What you should do. Rewrite all the entries below as a single JSON list of strings, with one string for each line and the blank lines left out.

---+---

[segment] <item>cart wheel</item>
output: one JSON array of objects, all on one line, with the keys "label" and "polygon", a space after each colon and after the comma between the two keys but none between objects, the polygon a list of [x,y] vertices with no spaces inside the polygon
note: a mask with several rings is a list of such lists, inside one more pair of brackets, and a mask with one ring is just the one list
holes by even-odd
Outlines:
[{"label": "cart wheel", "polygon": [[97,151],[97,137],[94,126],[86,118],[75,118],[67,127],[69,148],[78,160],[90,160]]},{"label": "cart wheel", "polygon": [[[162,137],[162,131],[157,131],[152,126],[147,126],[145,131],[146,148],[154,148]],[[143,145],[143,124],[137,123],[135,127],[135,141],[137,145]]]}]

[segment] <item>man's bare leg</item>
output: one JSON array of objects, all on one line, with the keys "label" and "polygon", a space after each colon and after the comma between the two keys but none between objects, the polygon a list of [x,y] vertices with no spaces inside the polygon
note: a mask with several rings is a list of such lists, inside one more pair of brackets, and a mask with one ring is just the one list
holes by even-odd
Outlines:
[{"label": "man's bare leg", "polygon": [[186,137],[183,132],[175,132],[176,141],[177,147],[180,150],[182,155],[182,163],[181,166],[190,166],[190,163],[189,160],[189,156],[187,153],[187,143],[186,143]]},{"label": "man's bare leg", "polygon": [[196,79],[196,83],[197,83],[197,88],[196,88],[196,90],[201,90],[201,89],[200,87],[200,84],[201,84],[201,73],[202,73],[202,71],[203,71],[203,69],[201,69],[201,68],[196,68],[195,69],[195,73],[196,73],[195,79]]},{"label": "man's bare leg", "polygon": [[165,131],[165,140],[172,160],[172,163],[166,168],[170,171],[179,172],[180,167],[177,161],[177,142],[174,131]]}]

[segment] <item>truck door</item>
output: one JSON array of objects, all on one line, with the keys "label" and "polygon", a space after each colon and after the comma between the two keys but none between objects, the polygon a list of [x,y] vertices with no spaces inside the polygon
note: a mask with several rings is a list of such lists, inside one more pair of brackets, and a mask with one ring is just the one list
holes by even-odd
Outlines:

---+---

Reply to the task.
[
  "[segment] <item>cart wheel</item>",
  "output: one JSON array of objects, all on one line, with the keys \"label\" and \"polygon\", a space after each colon and after the comma between the two keys but none between objects, the polygon a list of [x,y] vertices with no spaces inside the polygon",
  "note: a mask with several rings is a list of such lists, inside one more pair of brackets, and a mask with one ring is just the one list",
  "holes by even-odd",
  "Outlines:",
  "[{\"label\": \"cart wheel\", \"polygon\": [[97,151],[97,137],[94,126],[86,118],[75,118],[67,127],[69,148],[78,160],[90,160]]},{\"label\": \"cart wheel\", \"polygon\": [[[162,137],[162,131],[157,131],[152,126],[147,126],[145,131],[146,148],[154,148]],[[143,145],[143,124],[137,123],[135,127],[135,141],[137,145]]]}]",
  "[segment] <item>man's bare leg</item>",
  "output: one JSON array of objects, all on one line, with the keys \"label\" and \"polygon\", a space after each colon and after the comma between the two keys but none between objects, the polygon a list of [x,y] vertices with no spaces inside the polygon",
  "note: a mask with several rings is a list of such lists, inside one more pair of brackets, and a mask with one ring is just the one list",
  "holes by even-odd",
  "Outlines:",
  "[{\"label\": \"man's bare leg\", \"polygon\": [[186,137],[183,132],[175,132],[176,141],[177,147],[180,150],[182,155],[182,163],[181,166],[190,166],[190,163],[189,160],[189,156],[187,153],[187,143],[186,143]]},{\"label\": \"man's bare leg\", \"polygon\": [[196,79],[196,83],[197,83],[197,88],[196,88],[196,90],[201,90],[201,89],[200,87],[200,84],[201,84],[201,73],[202,73],[202,71],[203,71],[203,69],[201,69],[201,68],[196,68],[195,69],[195,73],[196,73],[195,79]]},{\"label\": \"man's bare leg\", \"polygon\": [[165,131],[165,140],[172,160],[172,163],[166,168],[170,171],[179,172],[180,167],[177,161],[177,142],[174,131]]}]",
  "[segment] <item>truck door</item>",
  "output: one JSON array of objects, all on one line, with the keys \"label\" and \"polygon\", a space after each colon and after the comma between the two keys but none between objects, the polygon a list of [x,y] vertices with no spaces inside the polygon",
  "note: a mask with several rings is a list of such lists, inside one more pair of brackets, and a mask with one ring is just the one list",
  "holes by even-odd",
  "Outlines:"
]